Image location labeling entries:
[start]

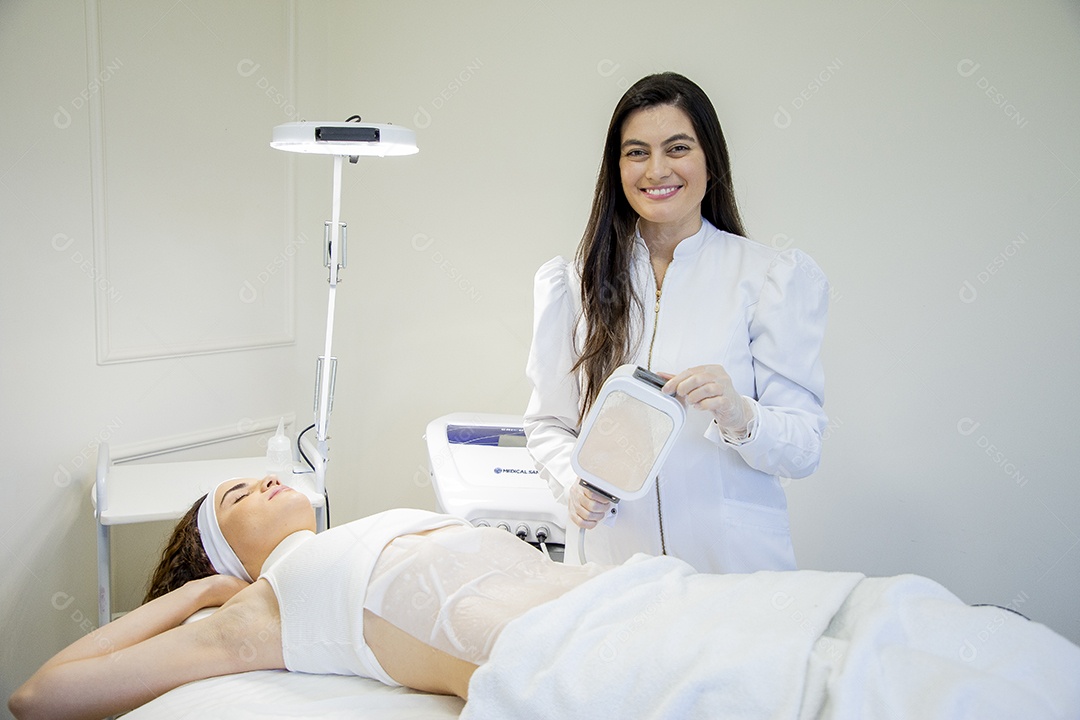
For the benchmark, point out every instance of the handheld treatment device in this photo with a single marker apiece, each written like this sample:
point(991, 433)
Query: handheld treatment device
point(626, 436)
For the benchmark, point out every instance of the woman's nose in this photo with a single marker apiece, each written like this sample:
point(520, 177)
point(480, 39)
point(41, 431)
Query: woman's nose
point(657, 167)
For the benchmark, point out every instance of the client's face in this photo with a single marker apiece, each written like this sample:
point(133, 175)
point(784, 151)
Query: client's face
point(256, 515)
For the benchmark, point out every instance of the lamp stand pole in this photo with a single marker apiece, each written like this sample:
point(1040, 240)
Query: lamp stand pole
point(335, 259)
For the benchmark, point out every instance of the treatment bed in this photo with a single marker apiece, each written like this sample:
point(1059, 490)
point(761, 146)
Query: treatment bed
point(653, 639)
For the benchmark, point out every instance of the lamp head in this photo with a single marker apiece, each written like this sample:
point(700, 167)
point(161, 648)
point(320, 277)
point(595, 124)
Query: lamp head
point(345, 138)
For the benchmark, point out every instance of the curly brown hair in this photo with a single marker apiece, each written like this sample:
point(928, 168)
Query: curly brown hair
point(183, 558)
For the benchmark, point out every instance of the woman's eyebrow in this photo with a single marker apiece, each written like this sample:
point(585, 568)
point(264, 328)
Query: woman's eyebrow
point(674, 138)
point(238, 486)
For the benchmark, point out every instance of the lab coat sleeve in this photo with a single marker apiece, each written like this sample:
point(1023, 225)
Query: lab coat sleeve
point(786, 331)
point(551, 419)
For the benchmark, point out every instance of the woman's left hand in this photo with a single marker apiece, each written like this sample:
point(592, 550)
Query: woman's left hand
point(710, 388)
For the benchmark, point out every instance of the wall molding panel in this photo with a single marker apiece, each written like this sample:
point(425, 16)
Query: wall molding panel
point(193, 214)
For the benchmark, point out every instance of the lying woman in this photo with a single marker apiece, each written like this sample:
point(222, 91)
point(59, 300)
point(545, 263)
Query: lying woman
point(424, 600)
point(352, 600)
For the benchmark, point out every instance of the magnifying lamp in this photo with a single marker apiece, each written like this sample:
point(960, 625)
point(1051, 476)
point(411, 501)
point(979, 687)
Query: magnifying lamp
point(341, 139)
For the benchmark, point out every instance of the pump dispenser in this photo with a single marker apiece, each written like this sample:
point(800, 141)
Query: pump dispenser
point(280, 454)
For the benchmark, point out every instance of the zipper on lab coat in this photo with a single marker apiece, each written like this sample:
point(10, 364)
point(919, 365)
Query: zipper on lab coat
point(652, 340)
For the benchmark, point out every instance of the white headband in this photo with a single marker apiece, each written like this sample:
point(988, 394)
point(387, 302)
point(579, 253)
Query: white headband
point(220, 554)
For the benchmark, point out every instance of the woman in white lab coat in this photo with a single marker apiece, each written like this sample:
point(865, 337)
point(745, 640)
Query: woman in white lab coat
point(665, 279)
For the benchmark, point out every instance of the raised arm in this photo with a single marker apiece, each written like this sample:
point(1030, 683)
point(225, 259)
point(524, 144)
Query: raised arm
point(147, 652)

[end]

Make an exact reproduction of the listing above, without any pictures.

For the benchmark, point out every instance of the handheld treatment device in this photo with a single marker apiece, each written like this sample:
point(991, 433)
Query: handheld treatment device
point(626, 436)
For the benchmark, point out every instance of the woman's nose in this photo with a single marker apiece, each written like this sample:
point(520, 177)
point(480, 39)
point(41, 431)
Query: woman's nose
point(657, 167)
For the benchmark, point out every instance of the client's face in this photo with a single marker apiece, each written like this sample:
point(133, 175)
point(784, 151)
Query: client's face
point(256, 515)
For the benchmark, point out every instance of the lamp stand pole in this photo with a single marker apiece, each written like this sample:
point(1040, 240)
Query: lamp stand pole
point(335, 259)
For the benchmark, point out every instance of the treatment bed in this photo with a single marker apiece, each written like this sample:
point(1059, 490)
point(761, 146)
Query: treatment bed
point(653, 639)
For the benchmark, point out every instance of the lamp head in this photo with a single marker apiece, each written like this sample:
point(700, 167)
point(161, 648)
point(320, 277)
point(595, 124)
Query: lamp head
point(345, 138)
For the benchmark, point out every instance of the curly brown hair in this photo with a single marker apiece, each written like this sample:
point(928, 168)
Query: curly brown hair
point(183, 558)
For the benchmark, point out every instance of the woman's eyebrow in this photo with a single marker apiece, each written like this sample:
point(585, 568)
point(264, 328)
Query: woman's eyebrow
point(674, 138)
point(238, 486)
For the benchmark, point out every instance of the lab coat sleeve in this photo with a single marker apiece, each written like this sample:
point(1023, 225)
Query: lab coat sleeve
point(786, 331)
point(551, 419)
For the benchmark, point out every instance of the woman's left hand in this photo with a single marker apiece, each written like this sample:
point(592, 550)
Query: woman's left hand
point(710, 388)
For the benchmark, point out every instance of the wall molding panel in this photo with a single marker apiece, each written like this sample:
point(425, 16)
Query: wall molding panel
point(193, 214)
For the benchmark, point out every instance of the lying woman in this photo with a single marker apiece, each written like this sample:
point(222, 91)
point(59, 300)
point(545, 263)
Query: lying woman
point(424, 600)
point(352, 600)
For the benchmark, point out every instance of the magnifying lamp in this photo with a single marker apiece, each written like this sample:
point(960, 625)
point(1051, 476)
point(411, 501)
point(979, 687)
Query: magnifying lamp
point(341, 139)
For the benchmark, point out every instance of the pump dispenser in this photo with a single marker apiece, each written like this sample:
point(800, 141)
Query: pump dispenser
point(280, 454)
For the benchmark, point out every instance of the zipper on lab coat in this photo with a single marker apiece, each written like this sample:
point(10, 364)
point(919, 365)
Query: zipper on lab coat
point(652, 340)
For the benchmark, point out every instance of the white headband in this photo with a single marker apiece, each written like this sample:
point(988, 394)
point(387, 302)
point(579, 253)
Query: white headband
point(220, 554)
For the benchmark, point out every instance of the woman in white lab coat in this photo with a single marker apiece, each written like this sample:
point(865, 337)
point(745, 640)
Query: woman in white lab coat
point(665, 279)
For the benchmark, point out every instance of the raised arm in this photo with a single marker apiece, each written like this sample:
point(1030, 683)
point(225, 259)
point(524, 144)
Query: raised arm
point(147, 652)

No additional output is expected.